# EXERCISE PROMPT
Render the records below as a Markdown table with the columns "Row" and "Line," giving each nonblank line its own numbered row and leaving out the pictures.

● ● ● ● ● ● ●

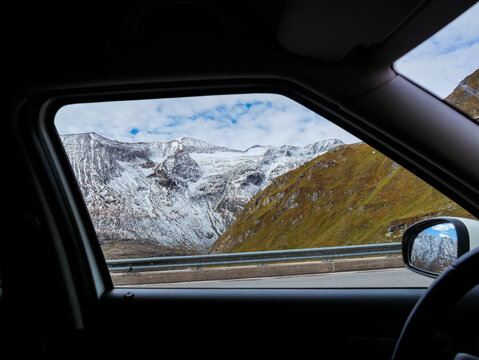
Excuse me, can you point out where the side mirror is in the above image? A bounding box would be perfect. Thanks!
[402,217,479,278]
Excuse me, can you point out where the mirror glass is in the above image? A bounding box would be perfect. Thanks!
[410,222,458,275]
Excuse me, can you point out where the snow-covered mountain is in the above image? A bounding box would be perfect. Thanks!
[411,232,457,274]
[61,133,343,254]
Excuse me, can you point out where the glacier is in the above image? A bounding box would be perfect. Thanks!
[60,133,343,255]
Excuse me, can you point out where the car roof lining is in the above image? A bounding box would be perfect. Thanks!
[278,0,425,61]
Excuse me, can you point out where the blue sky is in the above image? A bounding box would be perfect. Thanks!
[55,94,359,150]
[55,3,479,150]
[395,3,479,98]
[424,223,457,240]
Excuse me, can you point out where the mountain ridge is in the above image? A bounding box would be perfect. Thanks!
[60,133,342,257]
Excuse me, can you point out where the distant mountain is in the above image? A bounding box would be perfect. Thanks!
[445,69,479,119]
[61,133,343,258]
[411,232,457,274]
[211,143,473,253]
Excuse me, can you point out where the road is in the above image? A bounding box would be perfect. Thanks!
[126,269,434,288]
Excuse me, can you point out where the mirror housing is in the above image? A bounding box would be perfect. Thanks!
[402,217,479,278]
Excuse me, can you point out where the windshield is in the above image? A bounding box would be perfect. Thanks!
[394,3,479,119]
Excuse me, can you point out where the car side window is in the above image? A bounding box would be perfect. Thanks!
[54,94,474,287]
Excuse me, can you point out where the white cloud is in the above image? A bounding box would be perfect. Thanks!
[55,94,358,149]
[432,223,455,231]
[395,4,479,98]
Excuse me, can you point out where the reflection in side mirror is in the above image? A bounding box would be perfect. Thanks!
[410,222,458,275]
[402,217,479,278]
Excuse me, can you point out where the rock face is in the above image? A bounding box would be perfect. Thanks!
[61,133,342,257]
[445,69,479,119]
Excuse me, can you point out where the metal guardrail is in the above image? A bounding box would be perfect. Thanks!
[107,243,401,271]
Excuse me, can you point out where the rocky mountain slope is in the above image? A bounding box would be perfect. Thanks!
[445,69,479,119]
[411,232,457,274]
[212,143,473,253]
[61,133,342,258]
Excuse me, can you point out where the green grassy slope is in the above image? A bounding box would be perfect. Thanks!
[211,143,474,253]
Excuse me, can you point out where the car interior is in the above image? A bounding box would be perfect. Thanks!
[0,0,479,359]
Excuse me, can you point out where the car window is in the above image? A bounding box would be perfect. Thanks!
[394,3,479,120]
[54,94,473,287]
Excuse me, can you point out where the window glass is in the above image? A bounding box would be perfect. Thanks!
[394,3,479,119]
[54,94,473,287]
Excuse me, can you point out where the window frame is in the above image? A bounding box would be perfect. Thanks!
[21,78,475,292]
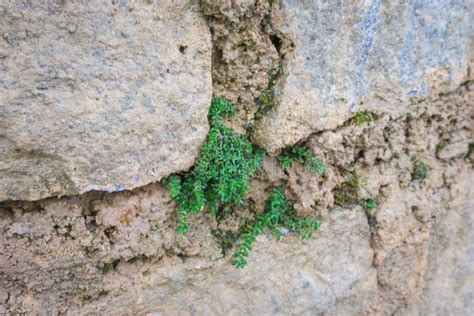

● ● ● ● ● ● ●

# EXERCISE RESPONSE
| Row | Line |
|---|---|
| 1 | Excuse me, can you point out where the side mirror is in the above image? A bounding box would be perfect. Thanks! |
| 2 | [402,217,479,278] |
| 3 | Excuse me, can you point out where the mirror glass is in the above image? A bounding box would be perfect. Thanks! |
| 4 | [410,222,458,275] |
| 5 | Excuse me, can you point out where the snow-covered mountain is in the above image? A bounding box would be perfect. Thanks! |
| 6 | [411,232,457,274] |
| 7 | [61,133,343,254] |
| 8 | Excuse me, can you point out where the glacier is in the above image? A bounding box would be perfect. Thanks! |
| 9 | [60,133,343,255] |
| 10 | Excuse me, can you point out where the car roof lining is in the above image? A bounding box would be perfect. Thanks! |
| 11 | [278,0,425,61] |
| 12 | Excuse me, can you point out where the blue sky is in the above image? A bounding box would be perfect. Thanks! |
| 13 | [55,94,359,150] |
| 14 | [55,3,479,150] |
| 15 | [395,3,479,98] |
| 16 | [424,223,457,240] |
| 17 | Excuse me, can you point out where the mountain ridge is in the above image? A bounding box would be perfect. Thanks! |
| 18 | [60,133,342,257] |
| 19 | Excuse me, can you point out where the distant mountain is in the above image? A bounding box would be perfect. Thanks! |
| 20 | [445,69,479,119] |
| 21 | [61,133,343,258] |
| 22 | [411,232,457,274] |
| 23 | [211,143,473,253] |
| 24 | Excuse me, can you point out where the road is in the above image? A bounding box would be perfect. Thanks! |
| 25 | [126,269,434,288] |
| 26 | Excuse me, can you point out where the mirror housing is in the above image? A bounding box would be perfect. Thanks! |
| 27 | [402,217,479,278] |
| 28 | Excuse me, can you point out where the windshield is in the above image? A bounding box would be perfect. Thanks! |
| 29 | [394,3,479,119] |
| 30 | Excuse me, can you point out where the car side window is in the above image? A bounding box would be perfect. Thanks! |
| 31 | [54,94,474,287] |
| 32 | Excuse me, can you point out where the white cloud is in the above image? A bounding box would be perfect. Thanks! |
| 33 | [55,94,358,149] |
| 34 | [432,223,455,231] |
| 35 | [395,4,479,98] |
| 36 | Excuse me, can you point out where the reflection in side mirror is in the above image? A bounding box would be perfect. Thanks! |
| 37 | [410,222,458,275] |
| 38 | [402,217,479,278] |
| 39 | Excuse me, can you point out where the rock face is in the above image? A bounding box would be perfect. Thanks! |
| 40 | [61,133,342,257] |
| 41 | [445,69,479,119] |
| 42 | Excuse me, can you point out where the metal guardrail is in the above image? A bounding box would be perfect. Thanks! |
| 43 | [107,243,401,271] |
| 44 | Excuse me, can you point out where the rocky mountain slope is in the above image? A bounding box would be perfect. Thanks! |
| 45 | [445,69,479,119] |
| 46 | [411,232,457,274] |
| 47 | [212,143,473,253] |
| 48 | [61,133,342,258] |
| 49 | Excuse me, can you point out where the green grassy slope is in the above image? A bounding box would be perfect. Thanks! |
| 50 | [211,143,474,253] |
| 51 | Excuse me, can you point out where the car interior is in the above image? A bounding box would be perfect. Thanks! |
| 52 | [0,0,479,359] |
| 53 | Excuse me, can you point out where the car window is in the above image? A bounding box would be perfect. Thanks! |
| 54 | [394,3,479,120] |
| 55 | [54,94,473,287] |
| 56 | Excuse me, can you point out where the window glass is in the above image? A bounding box would be perfect. Thanks! |
| 57 | [394,3,479,119] |
| 58 | [54,94,473,287] |
| 59 | Excuse me, can you point out where the window frame is in the above image? A bounding box would be perfect. Thanks! |
| 60 | [21,78,475,292] |